* _DOCUMENT SECTION_
2

I have something like the following:

x <- 1:5
y <- 2:6

A <- matrix(NA,nrow=100,ncol=5)
for(i in 1:5){A[,i] <- rnorm(100,x[i],y[i])}

B <- matrix(NA,nrow=100,ncol=5)
for(i in 1:5){B[,i] <- runif(100,min=x[i],max=y[i])}

The following command creates a boxplot for the 5 columns of matrix A:

boxplot(A[,1:5])

What I would like to do now is to have a boxplot like this, where each boxplot of a column of A is plotted next to a boxplot of the corresponding column of B. The boxplots should be directly next to each other, and between pairs of boxplots of the columns 1 to 5 there should be a small distance.

Thanks in advance!

* _WRITTEN REQUEST 1_
Can you copy out the boxplot question word for word, everything from "I have something" down to "boxplot(A[,1:5])"?
* _WRITTEN REQUEST 2_
Could you write the next part of the R boxplot question, starting after its final line?

* _DATA LINES_
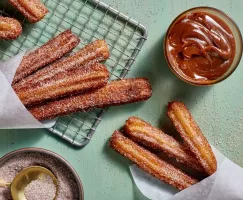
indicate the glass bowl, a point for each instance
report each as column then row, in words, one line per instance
column 238, row 45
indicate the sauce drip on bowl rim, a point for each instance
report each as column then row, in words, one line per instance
column 200, row 47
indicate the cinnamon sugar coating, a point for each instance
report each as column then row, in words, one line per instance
column 10, row 28
column 53, row 50
column 71, row 82
column 149, row 162
column 144, row 133
column 192, row 135
column 115, row 93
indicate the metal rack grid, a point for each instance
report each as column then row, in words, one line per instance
column 90, row 20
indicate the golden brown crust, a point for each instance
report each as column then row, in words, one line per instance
column 33, row 10
column 75, row 81
column 95, row 51
column 144, row 133
column 150, row 162
column 46, row 54
column 10, row 28
column 115, row 93
column 192, row 135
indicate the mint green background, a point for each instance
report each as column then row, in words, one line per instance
column 218, row 109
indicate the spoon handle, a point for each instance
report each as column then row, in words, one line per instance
column 4, row 184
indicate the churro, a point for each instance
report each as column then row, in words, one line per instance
column 150, row 162
column 115, row 93
column 144, row 133
column 33, row 10
column 79, row 80
column 192, row 135
column 96, row 51
column 46, row 54
column 10, row 28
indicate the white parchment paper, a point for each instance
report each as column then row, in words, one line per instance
column 13, row 113
column 225, row 184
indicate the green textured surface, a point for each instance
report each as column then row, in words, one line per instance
column 218, row 109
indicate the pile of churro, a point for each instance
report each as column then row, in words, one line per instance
column 142, row 144
column 33, row 10
column 51, row 84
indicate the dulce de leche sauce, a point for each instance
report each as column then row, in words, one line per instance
column 200, row 47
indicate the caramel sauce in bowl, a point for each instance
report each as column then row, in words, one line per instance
column 203, row 46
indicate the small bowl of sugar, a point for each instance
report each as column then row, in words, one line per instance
column 69, row 184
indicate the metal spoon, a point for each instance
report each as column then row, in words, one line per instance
column 24, row 178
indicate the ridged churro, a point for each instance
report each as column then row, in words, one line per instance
column 150, row 162
column 10, row 28
column 115, row 93
column 79, row 80
column 144, row 133
column 192, row 135
column 33, row 10
column 96, row 51
column 46, row 54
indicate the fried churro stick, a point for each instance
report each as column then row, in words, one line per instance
column 96, row 51
column 46, row 54
column 144, row 133
column 150, row 163
column 33, row 10
column 79, row 80
column 192, row 135
column 115, row 93
column 10, row 28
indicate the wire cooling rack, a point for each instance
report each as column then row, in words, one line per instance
column 90, row 20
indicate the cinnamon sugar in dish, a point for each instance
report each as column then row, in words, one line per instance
column 67, row 185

* _OUTPUT 1_
I have something like the following:

x <- 1:5
y <- 2:6

A <- matrix(NA,nrow=100,ncol=5)
for(i in 1:5){A[,i] <- rnorm(100,x[i],y[i])}

B <- matrix(NA,nrow=100,ncol=5)
for(i in 1:5){B[,i] <- runif(100,min=x[i],max=y[i])}

The following command creates a boxplot for the 5 columns of matrix A:

boxplot(A[,1:5])

* _OUTPUT 2_
Jaap
  • 81,064
  • 34
  • 182
  • 193
  • possible duplicate of [Plot multiple boxplot in one graph](http://stackoverflow.com/questions/14604439/plot-multiple-boxplot-in-one-graph) –  Sep 16 '14 at 08:42
  • You could try: `library(reshape2);d2 <- cbind(melt(A), value2=melt(B)[,3]); library(ggplot2); dM <- melt(d2, id.var=c("Var1", "Var2")); dM$Var2 <- factor(dM$Var2); ggplot(dM, aes(x=Var2, y=value, fill=variable))+ geom_boxplot()+scale_fill_manual(values=c("blue", "red"))` – akrun Sep 16 '14 at 08:43

2 Answers2

4

Bind your matrices together columnwise, inserting NA columns:

C <- cbind(A[,1],B[,1])
for ( ii in 2:5 ) C <- cbind(C,NA,A[,ii],B[,ii])

(Yes, this is certainly not the most elegant way - but probably the simplest and easiest to understand.)

Then boxplot and add axis labels:

boxplot(C,xaxt="n")
axis(1,at=1+3*(0:4),labels=rep("A",5),tick=FALSE)
axis(1,at=2+3*(0:4),labels=rep("B",5),tick=FALSE)
axis(1,at=1.5+3*(0:4),labels=1:5,line=2,tick=FALSE)

boxplot

Stephan Kolassa
  • 7,953
  • 2
  • 28
  • 48
3

An implementation with dplyr and tidyr:

# needed libraries
library(dplyr)
library(tidyr)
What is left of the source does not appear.